» **Request**
Reproduce only the lines of the data below that start at the line containing "point: tree trunk" and run through the line containing "column 34, row 229", keeping every line unchanged.

» **Dataset excerpts**

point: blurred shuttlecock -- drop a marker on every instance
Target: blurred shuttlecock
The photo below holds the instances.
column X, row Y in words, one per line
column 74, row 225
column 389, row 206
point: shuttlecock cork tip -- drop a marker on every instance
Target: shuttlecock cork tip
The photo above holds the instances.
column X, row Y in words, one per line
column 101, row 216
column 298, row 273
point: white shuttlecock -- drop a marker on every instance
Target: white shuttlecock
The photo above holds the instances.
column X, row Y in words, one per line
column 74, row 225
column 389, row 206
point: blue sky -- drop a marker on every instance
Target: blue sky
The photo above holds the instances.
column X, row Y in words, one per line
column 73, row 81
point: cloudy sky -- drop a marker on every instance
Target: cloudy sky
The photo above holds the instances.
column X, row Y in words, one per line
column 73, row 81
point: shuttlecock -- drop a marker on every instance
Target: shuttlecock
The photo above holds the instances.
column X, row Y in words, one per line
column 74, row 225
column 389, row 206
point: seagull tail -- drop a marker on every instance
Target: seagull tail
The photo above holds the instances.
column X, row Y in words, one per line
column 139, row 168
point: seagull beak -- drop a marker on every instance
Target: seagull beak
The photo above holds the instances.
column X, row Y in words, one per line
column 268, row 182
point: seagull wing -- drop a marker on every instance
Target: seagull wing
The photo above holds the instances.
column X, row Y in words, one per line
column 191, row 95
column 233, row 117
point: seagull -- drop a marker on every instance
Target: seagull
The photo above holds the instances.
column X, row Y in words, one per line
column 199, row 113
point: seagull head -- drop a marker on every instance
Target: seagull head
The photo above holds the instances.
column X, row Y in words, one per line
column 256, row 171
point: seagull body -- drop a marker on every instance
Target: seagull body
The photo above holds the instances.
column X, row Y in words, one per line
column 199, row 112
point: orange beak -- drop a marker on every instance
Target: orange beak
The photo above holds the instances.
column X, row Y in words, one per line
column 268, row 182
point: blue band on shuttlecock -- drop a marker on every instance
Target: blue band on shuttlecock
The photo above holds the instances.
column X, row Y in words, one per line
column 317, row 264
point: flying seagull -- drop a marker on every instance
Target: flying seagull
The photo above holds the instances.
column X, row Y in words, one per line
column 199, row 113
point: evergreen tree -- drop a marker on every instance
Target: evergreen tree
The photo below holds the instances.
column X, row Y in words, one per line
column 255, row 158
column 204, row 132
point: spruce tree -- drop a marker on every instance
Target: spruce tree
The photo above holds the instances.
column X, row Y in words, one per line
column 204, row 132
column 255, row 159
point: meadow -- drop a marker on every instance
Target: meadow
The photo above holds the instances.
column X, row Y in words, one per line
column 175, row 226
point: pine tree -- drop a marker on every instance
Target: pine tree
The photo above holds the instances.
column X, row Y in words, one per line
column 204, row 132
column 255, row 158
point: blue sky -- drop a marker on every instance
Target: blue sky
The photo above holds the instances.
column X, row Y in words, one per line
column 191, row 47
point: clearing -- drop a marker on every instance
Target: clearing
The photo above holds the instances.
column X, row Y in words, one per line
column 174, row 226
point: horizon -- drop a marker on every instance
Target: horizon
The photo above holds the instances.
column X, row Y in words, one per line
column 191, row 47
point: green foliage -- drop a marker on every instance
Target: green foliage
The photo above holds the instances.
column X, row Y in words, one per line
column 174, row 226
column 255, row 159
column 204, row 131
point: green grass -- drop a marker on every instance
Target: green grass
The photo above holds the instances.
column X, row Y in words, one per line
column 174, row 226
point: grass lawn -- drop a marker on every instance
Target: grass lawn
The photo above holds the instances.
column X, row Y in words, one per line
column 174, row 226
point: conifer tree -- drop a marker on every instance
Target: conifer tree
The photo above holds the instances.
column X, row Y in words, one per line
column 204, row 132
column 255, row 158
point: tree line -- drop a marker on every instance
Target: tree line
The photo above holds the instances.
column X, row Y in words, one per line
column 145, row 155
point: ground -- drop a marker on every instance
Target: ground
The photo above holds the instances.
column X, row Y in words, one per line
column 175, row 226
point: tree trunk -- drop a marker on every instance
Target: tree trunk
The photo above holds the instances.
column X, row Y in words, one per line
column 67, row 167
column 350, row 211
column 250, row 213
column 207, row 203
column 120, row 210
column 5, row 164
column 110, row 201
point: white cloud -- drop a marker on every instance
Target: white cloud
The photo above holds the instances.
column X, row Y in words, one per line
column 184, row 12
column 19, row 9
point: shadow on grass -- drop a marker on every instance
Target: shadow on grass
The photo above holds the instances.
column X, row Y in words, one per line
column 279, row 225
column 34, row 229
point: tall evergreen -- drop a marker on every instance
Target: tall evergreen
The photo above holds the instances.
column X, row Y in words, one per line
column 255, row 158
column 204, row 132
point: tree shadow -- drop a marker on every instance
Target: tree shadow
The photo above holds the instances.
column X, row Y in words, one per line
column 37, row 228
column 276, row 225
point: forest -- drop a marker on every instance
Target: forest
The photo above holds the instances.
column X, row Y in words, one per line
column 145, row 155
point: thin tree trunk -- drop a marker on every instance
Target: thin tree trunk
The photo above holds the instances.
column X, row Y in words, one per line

» **Solution for this exercise**
point: tree trunk -- drop a marker on every instance
Target: tree trunk
The photo above holds the instances.
column X, row Y in words, one per line
column 67, row 167
column 350, row 211
column 250, row 213
column 207, row 203
column 120, row 210
column 5, row 164
column 110, row 201
point: white cloud -- drop a marker on every instance
Target: white cloud
The photo above holds the instances.
column X, row Y in words, one per line
column 184, row 12
column 19, row 9
point: shadow on grass -- drop a marker on every instance
Target: shadow on grass
The photo above holds the instances.
column X, row Y in words, one per line
column 279, row 225
column 34, row 229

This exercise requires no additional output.